MATERIAL PROVIDED:
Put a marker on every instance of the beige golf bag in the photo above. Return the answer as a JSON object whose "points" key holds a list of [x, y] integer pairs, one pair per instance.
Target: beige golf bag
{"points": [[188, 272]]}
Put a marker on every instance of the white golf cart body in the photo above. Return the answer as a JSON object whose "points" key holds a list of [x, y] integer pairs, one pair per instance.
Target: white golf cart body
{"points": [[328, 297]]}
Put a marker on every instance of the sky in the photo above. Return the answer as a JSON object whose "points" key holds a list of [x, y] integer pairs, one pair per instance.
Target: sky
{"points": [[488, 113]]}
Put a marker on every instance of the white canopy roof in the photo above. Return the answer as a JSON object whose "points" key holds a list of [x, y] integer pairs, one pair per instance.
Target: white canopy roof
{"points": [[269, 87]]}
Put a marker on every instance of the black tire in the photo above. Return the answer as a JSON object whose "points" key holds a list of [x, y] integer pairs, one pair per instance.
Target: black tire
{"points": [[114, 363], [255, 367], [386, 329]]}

TASK STATEMENT: Could you update everything from the line containing "Put a marker on every instance of the white canopy" down to the end of the records, swapping "black tire" for "rubber wheel" and keeping all else unchanged, and return only those lines?

SOLUTION FOR THIS EXERCISE:
Put a marker on every instance of the white canopy roof in the photo above. Return the answer as a JSON object whose "points" key holds a list of [x, y] integer pairs, one pair per instance.
Target: white canopy roof
{"points": [[269, 87]]}
Put a marker on every instance of the rubber wheel in the photo above. Return the answer as a JSON object whose "points" key holds a list of [x, y] integer pairs, one pair per instance.
Target: rubber wheel
{"points": [[114, 363], [255, 367], [386, 329]]}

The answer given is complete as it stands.